TASK INPUTS START

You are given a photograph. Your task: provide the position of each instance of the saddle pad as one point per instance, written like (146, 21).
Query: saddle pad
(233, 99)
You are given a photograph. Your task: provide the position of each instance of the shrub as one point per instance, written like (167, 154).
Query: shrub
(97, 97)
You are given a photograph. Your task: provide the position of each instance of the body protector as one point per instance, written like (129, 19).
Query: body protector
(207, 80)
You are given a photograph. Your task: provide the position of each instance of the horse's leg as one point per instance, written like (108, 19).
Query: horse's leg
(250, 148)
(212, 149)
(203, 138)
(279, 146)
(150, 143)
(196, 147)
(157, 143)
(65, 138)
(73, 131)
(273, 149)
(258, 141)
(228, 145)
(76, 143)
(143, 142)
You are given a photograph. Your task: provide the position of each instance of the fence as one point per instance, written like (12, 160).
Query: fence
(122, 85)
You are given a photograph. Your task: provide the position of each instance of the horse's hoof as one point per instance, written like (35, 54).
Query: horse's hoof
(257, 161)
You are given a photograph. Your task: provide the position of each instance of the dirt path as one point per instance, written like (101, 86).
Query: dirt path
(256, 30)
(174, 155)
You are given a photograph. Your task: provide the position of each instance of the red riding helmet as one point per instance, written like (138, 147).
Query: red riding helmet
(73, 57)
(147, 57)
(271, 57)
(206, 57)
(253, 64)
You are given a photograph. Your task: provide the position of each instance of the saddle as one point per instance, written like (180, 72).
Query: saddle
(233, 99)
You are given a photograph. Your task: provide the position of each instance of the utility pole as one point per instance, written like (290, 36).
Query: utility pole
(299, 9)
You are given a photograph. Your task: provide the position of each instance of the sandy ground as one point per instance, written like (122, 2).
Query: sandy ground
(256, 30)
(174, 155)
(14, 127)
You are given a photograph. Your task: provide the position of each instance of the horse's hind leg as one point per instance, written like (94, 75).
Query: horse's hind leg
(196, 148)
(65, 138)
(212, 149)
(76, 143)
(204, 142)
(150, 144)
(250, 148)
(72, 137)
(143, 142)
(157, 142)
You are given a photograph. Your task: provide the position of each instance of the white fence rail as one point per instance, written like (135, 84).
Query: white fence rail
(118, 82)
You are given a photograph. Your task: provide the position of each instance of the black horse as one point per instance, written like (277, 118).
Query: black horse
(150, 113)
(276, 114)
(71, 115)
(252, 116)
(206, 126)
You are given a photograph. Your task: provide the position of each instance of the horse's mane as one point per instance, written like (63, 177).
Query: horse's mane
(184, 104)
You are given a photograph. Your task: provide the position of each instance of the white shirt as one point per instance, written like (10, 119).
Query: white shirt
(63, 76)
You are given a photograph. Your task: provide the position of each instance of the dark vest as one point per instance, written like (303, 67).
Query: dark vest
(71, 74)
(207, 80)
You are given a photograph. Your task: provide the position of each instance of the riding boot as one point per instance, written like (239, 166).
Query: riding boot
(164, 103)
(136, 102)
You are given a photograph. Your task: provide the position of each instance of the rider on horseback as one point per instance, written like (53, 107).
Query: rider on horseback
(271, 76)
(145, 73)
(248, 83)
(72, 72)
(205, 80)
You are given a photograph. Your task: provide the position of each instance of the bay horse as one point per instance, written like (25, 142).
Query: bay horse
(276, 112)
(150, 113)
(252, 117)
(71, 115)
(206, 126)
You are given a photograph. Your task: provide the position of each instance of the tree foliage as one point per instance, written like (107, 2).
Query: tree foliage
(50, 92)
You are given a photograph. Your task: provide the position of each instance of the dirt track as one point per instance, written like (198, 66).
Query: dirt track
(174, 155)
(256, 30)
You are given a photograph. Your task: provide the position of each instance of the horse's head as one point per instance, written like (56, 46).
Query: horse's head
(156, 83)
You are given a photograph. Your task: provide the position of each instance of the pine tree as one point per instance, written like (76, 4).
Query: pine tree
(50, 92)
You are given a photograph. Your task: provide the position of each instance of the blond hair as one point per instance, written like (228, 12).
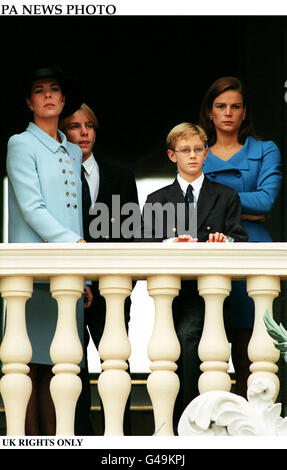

TASK INPUTS END

EXERCISE :: The answer must be the full set of records, repeated exactly, with no pictures.

EXERCISE ANSWER ::
You are given a photograph. Your task: provide the position of each instance of the saddle pad as one point per instance, written like (146, 21).
Query: saddle pad
(233, 99)
You are given a photograph. Your task: provide the position of each instance of the shrub as one point per instance, written like (167, 154).
Query: shrub
(97, 97)
You are given a photograph. Your task: provide the position of each instance of the body protector as one point per instance, written like (129, 19).
Query: body protector
(207, 80)
You are given a photograph. Your task: provide the position of each instance of the horse's leg as one point per instance, written like (108, 19).
Query: horse's leg
(250, 148)
(212, 149)
(203, 138)
(279, 146)
(150, 143)
(196, 147)
(157, 143)
(65, 138)
(73, 131)
(273, 149)
(258, 141)
(228, 145)
(76, 143)
(143, 142)
You are given a photograph. Your task: provide the position of each instance of the fence as one point per instance, written like (12, 160).
Query: fence
(122, 85)
You are given a photograph. Your task: provide the position of each instance of the horse's hoof as one point per instance, written like (35, 54).
Query: horse's hoof
(257, 161)
You are given a photograph. Your task: provide the position of each instance of the dirt path as one point per instance, written like (101, 86).
Query: dirt path
(256, 30)
(174, 155)
You are given a photograph. Your task: provide the position of each instance of the red riding helmet as one point per instance, written like (138, 147).
Query: red riding helmet
(73, 57)
(147, 57)
(271, 57)
(206, 57)
(253, 64)
You are given a photograph. Your task: provide the position of each instance of the saddle as one point per instance, written like (180, 72).
Query: saddle
(233, 99)
You are given a photograph. Your task: provide the position of each instance of the utility pole as one point per instance, written like (290, 36).
Query: utility pole
(299, 9)
You are given a photograph. Your task: provide the position of each instance of the sandy ground as one point per instance, written like (122, 2).
Query: sandy ground
(256, 30)
(174, 155)
(14, 127)
You are given a photograph. Your task: provide the position of each instance of the horse's hind leg as one point per instance, written like (94, 75).
Query: horse's hind leg
(196, 148)
(65, 138)
(212, 149)
(76, 143)
(204, 142)
(150, 144)
(250, 148)
(72, 137)
(143, 142)
(157, 142)
You are given a photograph. Your task: provide the position of each instance of the white fence rail as one point per instance, written like (135, 84).
Query: white fence rail
(118, 82)
You are given a photograph. Your task: provide the position of each instance of the black horse as one point per instance, written like (277, 118).
Query: black horse
(150, 113)
(276, 114)
(71, 115)
(252, 116)
(206, 126)
You are given a photograph. Your task: provide the position of each instance of the horse's mane as one point per instance, written like (63, 177).
Query: horse's mane
(184, 104)
You are given a photograph. Your task: provide the position of each instance of the white shirt as one point per instance, written like (10, 119).
Query: white shirt
(63, 76)
You are given a photograph. Your task: provide the position of each instance of the dark vest as one point per instance, written like (303, 67).
Query: dark vest
(71, 74)
(207, 80)
You are given a photograph. Your task: provide the position of each instance of the riding boot as one point per instance, written like (239, 166).
Query: riding boot
(164, 103)
(136, 102)
You are given a photograph. Your task: provide the position of each instance of the rider on horseback as one point per instance, written like (53, 107).
Query: rider on horseback
(271, 76)
(145, 73)
(248, 83)
(72, 72)
(205, 80)
You are given a photograph. Your task: provide the position of each instance of the bay horse as one point per instance, written like (25, 142).
Query: bay horse
(276, 112)
(150, 113)
(252, 117)
(71, 115)
(206, 126)
You are given a photograph. Your task: provide the position of each instance of the tree foliage as one point per instance, written like (107, 2).
Query: tree foliage
(50, 92)
You are given a photograph. Your task: provide the position of each instance of the dirt track as one point per instance, written like (198, 66).
Query: dirt track
(174, 155)
(256, 30)
You are given a photograph. Your task: provide the position of each instance of the horse's head as one point per instance, written like (56, 46).
Query: horse's head
(156, 83)
You are given a photograph. Your task: provide the position of each instance of the pine tree as one point per instance, written like (76, 4).
Query: pine tree
(50, 92)
You are given a photograph. Your task: provide the position of each instance of the blond hair as one point per instance, written like (228, 12).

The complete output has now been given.